Directives »
1: In the forum thread about the Kaiming initialization paper, which part of the paper does the original poster say they struggle with?
2: Change "marker" to "dot" in the rows, starting at the line that has "the blue jeans" and stopping after the line that has "x=1070 y=639". Leave everything else unchanged and return only those lines.

Given passage »
Kaiming initializtion paper

Hi everyone!

I’m trying to understand the paper “Delving Deep into Rectifiers: Surpassing Human-Level Performance on ImageNet Classification” assigned as one of this week reading, and I struggle on a specific part: the beginning of the forward propagation case in section 2.2.

The definition:


The part I struggle with:


(other things in between might be helpful too)

I understand why y_{l-1} has a zero mean, but not why it should have a symmetric distribution around 0.

Any help would be greatly appreciated!


I haven’t read the paper yet but I explain what I think. You have w is mean 0, symmetric and b is 0. y = w1x1 + w2x2 + … + wn*xn

A mean 0 and symmetric distribution multiply by any value should give you another mean 0 and symmetric distribution, what changing is just the variance. Ex: N(0,1)*5 = N(0,5) where N(0,1) is Gaussian distribution with mean zero and variance 1. And also is the sum of n symmetric and mean 0 distribution.

Sorry that I don’t write sth clearly here that i’m too lazy to use Latex.

Hope that helps

[continue] You can find here the sum of distribution and production of distribution

1 Like

Thanks Dien Hoa!

I understand that a mean 0 and symmetric distribution multiplied by any value stays at mean 0 and symmetric. But in this case we’re multiplying two distributions right?

For example, if we multiply X following N(0,1) and Y following N(1,1) I struggle to see how it could be symmetric.

Data for the task »
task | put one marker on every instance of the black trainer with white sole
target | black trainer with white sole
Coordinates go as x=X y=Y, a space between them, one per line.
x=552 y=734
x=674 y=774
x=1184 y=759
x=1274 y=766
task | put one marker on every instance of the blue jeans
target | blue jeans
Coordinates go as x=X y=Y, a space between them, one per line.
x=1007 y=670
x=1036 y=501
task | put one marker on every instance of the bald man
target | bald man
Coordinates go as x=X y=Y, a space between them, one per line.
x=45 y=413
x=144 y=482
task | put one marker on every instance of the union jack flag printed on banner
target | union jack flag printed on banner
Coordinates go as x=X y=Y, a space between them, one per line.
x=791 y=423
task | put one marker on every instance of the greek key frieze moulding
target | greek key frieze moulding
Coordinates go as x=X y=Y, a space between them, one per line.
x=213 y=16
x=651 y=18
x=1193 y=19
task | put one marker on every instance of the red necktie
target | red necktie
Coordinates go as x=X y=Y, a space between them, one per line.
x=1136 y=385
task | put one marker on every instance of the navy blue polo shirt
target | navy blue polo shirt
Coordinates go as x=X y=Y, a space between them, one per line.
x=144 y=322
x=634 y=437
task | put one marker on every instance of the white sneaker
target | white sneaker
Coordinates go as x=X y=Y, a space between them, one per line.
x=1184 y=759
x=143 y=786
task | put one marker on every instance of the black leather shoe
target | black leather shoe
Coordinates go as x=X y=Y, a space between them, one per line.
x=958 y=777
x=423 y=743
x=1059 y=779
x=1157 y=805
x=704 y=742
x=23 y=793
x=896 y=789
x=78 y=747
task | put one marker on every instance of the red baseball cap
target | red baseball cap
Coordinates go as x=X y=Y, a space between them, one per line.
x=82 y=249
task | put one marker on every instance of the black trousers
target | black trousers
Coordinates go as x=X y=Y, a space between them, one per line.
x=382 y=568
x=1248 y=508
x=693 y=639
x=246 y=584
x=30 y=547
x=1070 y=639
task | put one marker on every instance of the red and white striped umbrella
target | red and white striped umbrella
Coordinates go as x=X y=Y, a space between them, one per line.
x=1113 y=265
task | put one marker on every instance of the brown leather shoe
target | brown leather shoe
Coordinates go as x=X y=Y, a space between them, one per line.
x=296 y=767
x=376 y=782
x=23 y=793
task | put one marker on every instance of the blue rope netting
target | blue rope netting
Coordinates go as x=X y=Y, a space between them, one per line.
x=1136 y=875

---

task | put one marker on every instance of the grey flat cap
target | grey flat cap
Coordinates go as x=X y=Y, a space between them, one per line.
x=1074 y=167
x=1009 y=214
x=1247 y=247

* * *

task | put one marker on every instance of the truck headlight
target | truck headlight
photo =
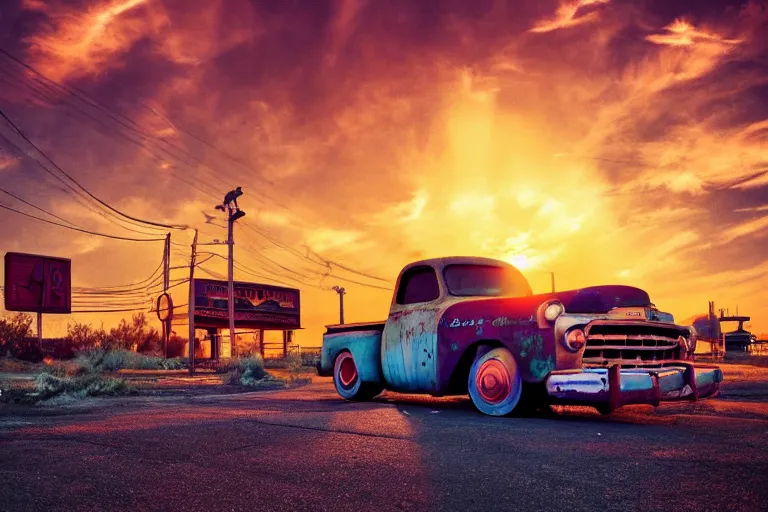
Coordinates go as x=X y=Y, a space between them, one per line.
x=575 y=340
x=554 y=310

Expected responses »
1: The beginning of the forward propagation case in section 2.2.

2:
task | put one dot on every instance of the blue jeans
target | blue jeans
Coordinates go as x=X y=Y, a space between them, one per line.
x=1007 y=670
x=1036 y=501
task | put one dot on every instance of the bald man
target | bald man
Coordinates go as x=X y=Y, a space between them, one per line.
x=45 y=413
x=144 y=482
task | put one dot on every instance of the union jack flag printed on banner
target | union jack flag printed on banner
Coordinates go as x=X y=Y, a space between them, one per line.
x=791 y=423
task | put one dot on every instance of the greek key frieze moulding
target | greek key frieze moulding
Coordinates go as x=X y=Y, a space between them, one per line.
x=213 y=16
x=651 y=18
x=1193 y=19
task | put one dot on every instance of the red necktie
target | red necktie
Coordinates go as x=X y=Y, a space between them, one per line.
x=1136 y=385
task | put one dot on every instance of the navy blue polo shirt
target | navy blue polo shirt
Coordinates go as x=X y=Y, a space between them, one per line.
x=144 y=322
x=634 y=437
task | put one dot on every instance of the white sneaker
target | white sneaker
Coordinates go as x=X y=Y, a space between them, one per line.
x=1184 y=759
x=143 y=786
task | put one dot on every instance of the black leather shoe
target | black leather shoe
Coordinates go as x=X y=Y, a space between them, one per line.
x=958 y=777
x=423 y=743
x=1059 y=779
x=1157 y=805
x=704 y=742
x=23 y=793
x=896 y=789
x=78 y=747
task | put one dot on every instance of the red baseball cap
target | red baseball cap
Coordinates go as x=X y=Y, a space between them, one per line.
x=82 y=249
task | put one dot on every instance of the black trousers
target | black trousers
Coordinates go as x=X y=Y, a space between them, one per line.
x=382 y=568
x=1248 y=508
x=693 y=639
x=246 y=584
x=30 y=547
x=1070 y=639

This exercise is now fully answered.